- [Liste des tâches]:
#1 Mettez à jour le passage du texte sur Brousse situé entre « Rencontre à Brousse » et « études de droit. », inclus : redonnez-le en remplaçant « assistant parlementaire » par « attaché parlementaire ».
#2 Répondez, s'il vous plaît, à ces questions sur le texte consacré à Brousse :
(a) Quel poste le narrateur a-t-il occupé à l'Assemblée nationale pendant ses études de droit ?
(b) Dans quel département se trouve la commune de Brousse ?
(c) Que mange-t-on à Brousse ?
#3 Reprenez le récit sur Brousse là où il s'interrompt et poursuivez-le.

Rencontre à Brousse
C’était dans les années 1990. J’avais travaillé comme assistant parlementaire, à l’Assemblée nationale, durant mes études de droit.
Une fois devenu avocat, j’ai continué de passer certaines de mes vacances chez mon ancien patron de député, qui possédait un presbytère désaffecté, dans une commune de la Creuse dénommée Brousse. Tout cela sentait la villégiature, loin de la politique parisienne et de la salle des Quatre Colonnes. Brousse était tout juste une commune, où ne résidaient qu’une poignée de citoyens, répartis sur une immense étendue d’eau et de pâturages ; à peine suffisamment nombreux pour que, en droit, le village puisse perdurer. On y mangeait, et on y mange toujours, des gâteaux de pommes de terre, à l’ombre de Jouhandeau.

- [Entrées]:

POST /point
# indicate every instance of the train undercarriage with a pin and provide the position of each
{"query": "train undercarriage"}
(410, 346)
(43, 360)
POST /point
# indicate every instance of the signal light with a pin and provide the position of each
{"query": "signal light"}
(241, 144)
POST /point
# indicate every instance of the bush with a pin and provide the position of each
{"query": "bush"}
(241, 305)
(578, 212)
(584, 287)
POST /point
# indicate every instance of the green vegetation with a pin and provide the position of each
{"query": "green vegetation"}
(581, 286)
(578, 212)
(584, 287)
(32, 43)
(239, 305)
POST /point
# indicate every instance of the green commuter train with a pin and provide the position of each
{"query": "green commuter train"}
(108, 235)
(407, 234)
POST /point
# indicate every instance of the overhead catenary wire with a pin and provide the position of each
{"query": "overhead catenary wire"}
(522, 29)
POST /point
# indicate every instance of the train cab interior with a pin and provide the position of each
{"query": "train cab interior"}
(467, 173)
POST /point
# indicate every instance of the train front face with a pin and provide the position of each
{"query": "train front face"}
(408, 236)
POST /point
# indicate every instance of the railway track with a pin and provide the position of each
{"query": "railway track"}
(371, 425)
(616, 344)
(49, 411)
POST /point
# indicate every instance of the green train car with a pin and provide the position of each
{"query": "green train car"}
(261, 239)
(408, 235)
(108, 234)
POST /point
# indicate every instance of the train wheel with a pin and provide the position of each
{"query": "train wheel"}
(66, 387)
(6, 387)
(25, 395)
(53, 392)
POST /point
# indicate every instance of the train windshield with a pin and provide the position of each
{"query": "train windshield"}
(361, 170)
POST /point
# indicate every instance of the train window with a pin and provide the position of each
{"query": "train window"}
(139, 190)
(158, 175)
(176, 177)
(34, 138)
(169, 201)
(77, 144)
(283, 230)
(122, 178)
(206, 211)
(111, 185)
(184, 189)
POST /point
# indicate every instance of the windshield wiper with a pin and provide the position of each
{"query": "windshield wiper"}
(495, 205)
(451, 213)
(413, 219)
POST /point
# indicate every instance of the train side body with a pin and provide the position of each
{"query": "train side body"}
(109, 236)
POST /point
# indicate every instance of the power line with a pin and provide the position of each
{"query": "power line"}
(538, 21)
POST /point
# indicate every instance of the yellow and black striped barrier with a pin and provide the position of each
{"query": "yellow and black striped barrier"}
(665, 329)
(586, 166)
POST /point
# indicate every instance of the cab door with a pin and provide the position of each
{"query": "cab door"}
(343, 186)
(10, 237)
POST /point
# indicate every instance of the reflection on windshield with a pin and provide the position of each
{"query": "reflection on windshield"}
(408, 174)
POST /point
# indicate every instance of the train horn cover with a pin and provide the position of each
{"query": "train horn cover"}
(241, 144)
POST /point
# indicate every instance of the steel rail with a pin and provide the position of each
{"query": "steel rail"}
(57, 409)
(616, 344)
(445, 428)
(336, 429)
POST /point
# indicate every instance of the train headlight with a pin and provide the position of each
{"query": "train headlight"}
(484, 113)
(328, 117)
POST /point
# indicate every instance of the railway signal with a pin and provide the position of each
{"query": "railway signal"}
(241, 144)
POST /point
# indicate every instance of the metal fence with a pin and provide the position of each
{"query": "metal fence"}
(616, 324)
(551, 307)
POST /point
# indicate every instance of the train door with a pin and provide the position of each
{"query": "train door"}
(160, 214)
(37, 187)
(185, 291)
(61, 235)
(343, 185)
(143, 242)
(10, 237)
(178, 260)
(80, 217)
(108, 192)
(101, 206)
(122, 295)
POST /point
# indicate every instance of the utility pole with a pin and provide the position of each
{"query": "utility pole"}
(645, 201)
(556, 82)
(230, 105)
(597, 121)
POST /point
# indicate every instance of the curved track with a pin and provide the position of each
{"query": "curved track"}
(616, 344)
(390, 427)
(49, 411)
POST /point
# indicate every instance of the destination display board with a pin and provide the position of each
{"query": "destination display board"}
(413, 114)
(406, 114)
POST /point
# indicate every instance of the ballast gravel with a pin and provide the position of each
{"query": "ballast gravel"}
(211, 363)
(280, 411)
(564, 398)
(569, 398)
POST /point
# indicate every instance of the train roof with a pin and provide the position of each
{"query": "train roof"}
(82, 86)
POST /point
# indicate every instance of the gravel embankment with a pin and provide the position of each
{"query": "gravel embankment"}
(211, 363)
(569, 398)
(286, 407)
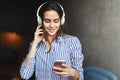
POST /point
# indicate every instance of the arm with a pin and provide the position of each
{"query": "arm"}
(77, 59)
(27, 67)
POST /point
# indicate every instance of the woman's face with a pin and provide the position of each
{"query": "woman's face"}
(51, 22)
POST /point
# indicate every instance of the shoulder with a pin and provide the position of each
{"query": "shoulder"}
(70, 38)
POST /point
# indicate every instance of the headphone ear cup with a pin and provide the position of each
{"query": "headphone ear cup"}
(39, 20)
(62, 20)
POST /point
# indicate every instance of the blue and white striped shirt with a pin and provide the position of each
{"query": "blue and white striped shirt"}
(66, 48)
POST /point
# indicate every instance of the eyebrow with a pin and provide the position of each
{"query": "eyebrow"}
(49, 19)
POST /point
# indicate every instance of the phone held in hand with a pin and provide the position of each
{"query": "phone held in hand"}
(58, 63)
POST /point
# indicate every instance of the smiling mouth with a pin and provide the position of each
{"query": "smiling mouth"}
(51, 30)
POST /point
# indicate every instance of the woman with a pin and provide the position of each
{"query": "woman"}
(50, 44)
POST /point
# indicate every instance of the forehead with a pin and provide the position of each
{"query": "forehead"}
(51, 14)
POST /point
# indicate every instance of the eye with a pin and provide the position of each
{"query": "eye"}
(47, 20)
(56, 20)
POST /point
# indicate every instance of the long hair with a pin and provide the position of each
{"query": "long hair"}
(50, 5)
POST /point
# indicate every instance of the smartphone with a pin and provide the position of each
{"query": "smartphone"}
(58, 63)
(42, 30)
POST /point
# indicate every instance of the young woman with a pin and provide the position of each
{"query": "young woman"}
(50, 44)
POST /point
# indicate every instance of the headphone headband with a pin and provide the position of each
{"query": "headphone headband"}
(39, 18)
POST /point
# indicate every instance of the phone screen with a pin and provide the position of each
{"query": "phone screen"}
(58, 63)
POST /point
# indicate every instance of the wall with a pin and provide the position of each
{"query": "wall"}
(97, 24)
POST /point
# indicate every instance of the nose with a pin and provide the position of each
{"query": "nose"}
(52, 24)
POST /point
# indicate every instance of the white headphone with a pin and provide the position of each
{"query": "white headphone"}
(40, 20)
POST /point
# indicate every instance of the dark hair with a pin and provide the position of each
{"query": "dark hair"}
(48, 6)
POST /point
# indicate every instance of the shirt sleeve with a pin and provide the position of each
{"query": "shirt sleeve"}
(77, 56)
(27, 72)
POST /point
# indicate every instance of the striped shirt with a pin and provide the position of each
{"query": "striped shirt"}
(66, 48)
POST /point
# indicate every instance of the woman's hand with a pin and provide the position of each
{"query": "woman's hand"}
(66, 71)
(38, 35)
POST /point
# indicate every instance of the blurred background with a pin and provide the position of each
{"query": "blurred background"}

- [Réponses par tâche]:
#1
Rencontre à Brousse
C’était dans les années 1990. J’avais travaillé comme attaché parlementaire, à l’Assemblée nationale, durant mes études de droit.

#2
(a) Assistant parlementaire.
(b) La Creuse.
(c) Des gâteaux de pommes de terre.

#3
Le presbytère, l’église – pas tout à fait déchristianisée puisque, une fois par mois, le curé d’Aubusson venait y évangéliser – et le minuscule cimetière local étaient situés non loin de la route départementale, au bord d’une mare. Au carrefour, l’entrée du lieu-dit, se dressait fièrement le panneau “Brousse”.
Mon ami député, archéologue amateur (ce qui justifiait son échouage dans une terre si esseulée mais nantie de vieilles pierres), et moi-même passions des jours sur des chaises longues à lire, en faisant mine de contempler la pièce d’eau et la route qu’une voiture empruntait au mieux toutes les deux heures.
Un matin de ce mois de juillet, nous vîmes s’installer à cinquante mètres de notre station deux individus déterminés, équipés de matériel photographique. Ils s’installèrent avec un matériel en apparence d’importance, à l’entrée de la commune, à l’endroit même où le panneau indiquait bravement le nom de la municipalité. Celle-ci ne semblait guère s’en émouvoir : le bâtiment de la mairie, une pièce pouvant à peine contenir les huit édiles élus parmi la dizaine d’habitants, restait désespérément vide et impassible.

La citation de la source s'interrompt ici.